[Point localization data]

++++++++

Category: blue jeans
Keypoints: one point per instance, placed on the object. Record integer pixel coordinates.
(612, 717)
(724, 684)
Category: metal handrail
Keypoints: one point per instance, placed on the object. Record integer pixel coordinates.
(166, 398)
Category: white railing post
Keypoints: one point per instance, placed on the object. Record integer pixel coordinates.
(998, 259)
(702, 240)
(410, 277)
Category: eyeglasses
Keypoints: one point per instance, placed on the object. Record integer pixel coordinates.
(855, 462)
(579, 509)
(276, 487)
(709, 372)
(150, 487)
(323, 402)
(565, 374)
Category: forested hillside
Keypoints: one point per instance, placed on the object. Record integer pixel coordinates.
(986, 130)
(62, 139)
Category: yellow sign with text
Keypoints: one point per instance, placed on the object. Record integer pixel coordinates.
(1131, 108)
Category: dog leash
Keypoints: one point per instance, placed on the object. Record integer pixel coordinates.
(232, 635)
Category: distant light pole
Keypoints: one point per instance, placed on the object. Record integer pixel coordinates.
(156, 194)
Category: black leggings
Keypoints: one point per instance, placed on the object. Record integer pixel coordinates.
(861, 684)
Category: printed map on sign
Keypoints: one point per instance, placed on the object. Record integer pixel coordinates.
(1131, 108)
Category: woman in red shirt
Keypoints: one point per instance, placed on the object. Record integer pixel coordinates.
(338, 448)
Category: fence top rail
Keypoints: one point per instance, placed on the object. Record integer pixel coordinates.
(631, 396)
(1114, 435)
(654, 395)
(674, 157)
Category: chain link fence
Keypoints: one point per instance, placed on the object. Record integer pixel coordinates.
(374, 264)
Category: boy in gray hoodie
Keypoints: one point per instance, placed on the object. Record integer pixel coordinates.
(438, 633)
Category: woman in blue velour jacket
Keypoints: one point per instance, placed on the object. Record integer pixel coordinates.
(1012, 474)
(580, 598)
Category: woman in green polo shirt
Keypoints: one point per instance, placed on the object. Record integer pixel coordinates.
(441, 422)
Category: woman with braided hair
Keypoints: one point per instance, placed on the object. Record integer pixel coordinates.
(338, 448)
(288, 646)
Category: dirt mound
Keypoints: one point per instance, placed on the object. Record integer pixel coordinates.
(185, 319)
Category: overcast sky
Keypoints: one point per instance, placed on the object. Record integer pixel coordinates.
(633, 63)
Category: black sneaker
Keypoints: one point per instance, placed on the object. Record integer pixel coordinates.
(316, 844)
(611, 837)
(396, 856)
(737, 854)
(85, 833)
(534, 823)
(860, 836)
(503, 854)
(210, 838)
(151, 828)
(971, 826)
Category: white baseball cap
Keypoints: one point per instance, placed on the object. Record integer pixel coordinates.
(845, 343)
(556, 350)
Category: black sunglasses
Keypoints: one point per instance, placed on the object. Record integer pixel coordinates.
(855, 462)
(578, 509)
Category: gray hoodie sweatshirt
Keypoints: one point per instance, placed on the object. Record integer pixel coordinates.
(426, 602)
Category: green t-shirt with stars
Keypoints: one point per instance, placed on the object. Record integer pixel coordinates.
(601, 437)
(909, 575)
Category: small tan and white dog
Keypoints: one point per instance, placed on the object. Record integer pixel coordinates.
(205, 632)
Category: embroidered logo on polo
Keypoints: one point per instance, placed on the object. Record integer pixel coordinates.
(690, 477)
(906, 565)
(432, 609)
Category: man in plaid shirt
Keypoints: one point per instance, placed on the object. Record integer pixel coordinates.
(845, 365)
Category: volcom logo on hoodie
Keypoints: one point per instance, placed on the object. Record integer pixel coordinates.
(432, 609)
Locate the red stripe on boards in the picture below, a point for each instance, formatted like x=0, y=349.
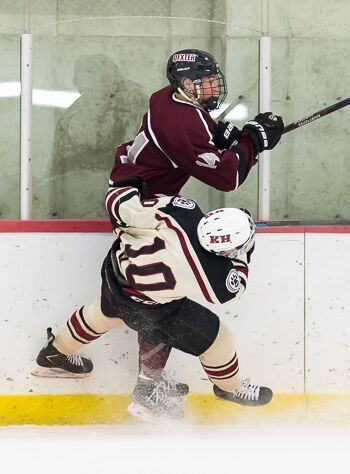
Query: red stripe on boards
x=188, y=256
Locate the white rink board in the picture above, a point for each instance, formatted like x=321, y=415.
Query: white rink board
x=327, y=313
x=47, y=276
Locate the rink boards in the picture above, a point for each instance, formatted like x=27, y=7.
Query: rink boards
x=291, y=327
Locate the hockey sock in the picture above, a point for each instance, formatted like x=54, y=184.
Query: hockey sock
x=152, y=358
x=220, y=361
x=84, y=326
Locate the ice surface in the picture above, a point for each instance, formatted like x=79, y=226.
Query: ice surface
x=142, y=449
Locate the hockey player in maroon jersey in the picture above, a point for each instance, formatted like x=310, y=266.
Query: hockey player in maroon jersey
x=166, y=253
x=178, y=139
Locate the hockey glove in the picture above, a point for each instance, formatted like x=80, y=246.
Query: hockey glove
x=225, y=136
x=265, y=130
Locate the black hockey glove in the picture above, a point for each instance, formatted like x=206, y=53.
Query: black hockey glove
x=225, y=136
x=265, y=130
x=135, y=182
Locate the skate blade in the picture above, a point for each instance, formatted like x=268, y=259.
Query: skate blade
x=142, y=413
x=52, y=373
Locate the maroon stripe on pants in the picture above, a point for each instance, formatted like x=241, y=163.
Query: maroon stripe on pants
x=221, y=373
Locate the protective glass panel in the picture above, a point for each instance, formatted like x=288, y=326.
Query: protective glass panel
x=11, y=25
x=95, y=68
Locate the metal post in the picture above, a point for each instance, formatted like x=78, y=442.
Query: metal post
x=264, y=106
x=26, y=127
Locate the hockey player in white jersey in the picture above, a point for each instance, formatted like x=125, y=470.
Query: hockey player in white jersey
x=166, y=253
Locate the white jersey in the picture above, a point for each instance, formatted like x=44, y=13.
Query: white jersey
x=157, y=256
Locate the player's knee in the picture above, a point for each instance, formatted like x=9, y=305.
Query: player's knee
x=220, y=361
x=96, y=319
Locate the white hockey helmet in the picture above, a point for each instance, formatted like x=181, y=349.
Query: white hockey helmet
x=228, y=232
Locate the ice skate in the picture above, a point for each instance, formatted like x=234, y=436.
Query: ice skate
x=246, y=394
x=52, y=363
x=154, y=399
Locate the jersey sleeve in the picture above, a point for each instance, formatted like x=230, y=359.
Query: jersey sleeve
x=194, y=152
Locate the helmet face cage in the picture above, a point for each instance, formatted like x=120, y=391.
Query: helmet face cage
x=214, y=87
x=201, y=68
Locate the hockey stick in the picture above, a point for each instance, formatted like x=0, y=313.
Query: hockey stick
x=317, y=115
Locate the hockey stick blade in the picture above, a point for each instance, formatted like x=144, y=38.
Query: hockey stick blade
x=316, y=115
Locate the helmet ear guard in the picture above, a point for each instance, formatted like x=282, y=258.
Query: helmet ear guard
x=228, y=232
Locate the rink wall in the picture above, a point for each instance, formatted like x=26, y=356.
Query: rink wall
x=292, y=326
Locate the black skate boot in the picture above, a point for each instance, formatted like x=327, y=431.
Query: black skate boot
x=52, y=363
x=153, y=399
x=246, y=394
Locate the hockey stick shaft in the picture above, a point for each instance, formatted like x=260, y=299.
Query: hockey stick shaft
x=317, y=115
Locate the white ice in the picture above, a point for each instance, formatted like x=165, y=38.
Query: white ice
x=142, y=449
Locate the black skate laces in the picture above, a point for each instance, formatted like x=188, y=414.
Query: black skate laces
x=75, y=359
x=247, y=391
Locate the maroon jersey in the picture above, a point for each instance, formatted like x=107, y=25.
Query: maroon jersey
x=174, y=142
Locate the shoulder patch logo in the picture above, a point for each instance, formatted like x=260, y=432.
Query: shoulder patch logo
x=233, y=281
x=185, y=203
x=209, y=160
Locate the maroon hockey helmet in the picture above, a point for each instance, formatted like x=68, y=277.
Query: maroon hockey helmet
x=195, y=64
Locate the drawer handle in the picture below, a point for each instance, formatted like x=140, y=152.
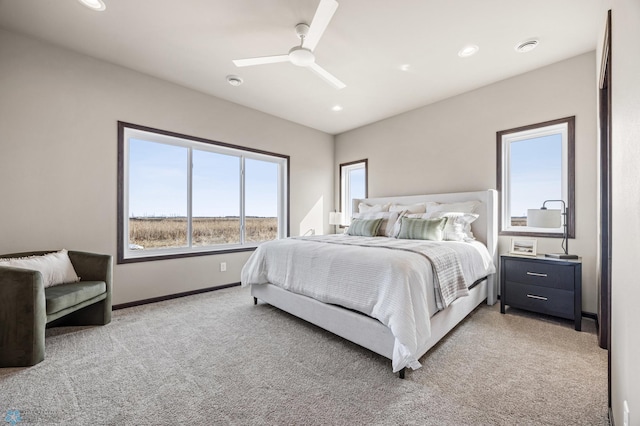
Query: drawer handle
x=532, y=296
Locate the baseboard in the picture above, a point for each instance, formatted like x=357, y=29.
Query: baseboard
x=171, y=296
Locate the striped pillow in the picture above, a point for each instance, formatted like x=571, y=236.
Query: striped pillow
x=364, y=227
x=422, y=229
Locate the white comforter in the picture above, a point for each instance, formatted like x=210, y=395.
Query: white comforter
x=393, y=285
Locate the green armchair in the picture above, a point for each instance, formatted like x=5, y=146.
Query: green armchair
x=27, y=307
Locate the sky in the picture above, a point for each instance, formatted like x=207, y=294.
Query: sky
x=158, y=183
x=536, y=173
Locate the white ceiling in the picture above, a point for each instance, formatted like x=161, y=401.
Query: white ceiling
x=192, y=43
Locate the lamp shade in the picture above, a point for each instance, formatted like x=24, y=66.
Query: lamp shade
x=544, y=218
x=335, y=218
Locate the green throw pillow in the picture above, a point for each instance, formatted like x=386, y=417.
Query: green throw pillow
x=364, y=227
x=422, y=229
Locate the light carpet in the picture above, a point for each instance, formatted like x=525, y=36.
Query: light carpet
x=215, y=358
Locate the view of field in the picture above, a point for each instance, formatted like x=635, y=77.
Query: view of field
x=169, y=232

++++++++

▶ _EXERCISE DETAILS_:
For each line of the data that includes the word "gray", return a copy of it.

▶ _SOLUTION BELOW_:
Category: boy in gray hoodie
Category: gray hoodie sweatshirt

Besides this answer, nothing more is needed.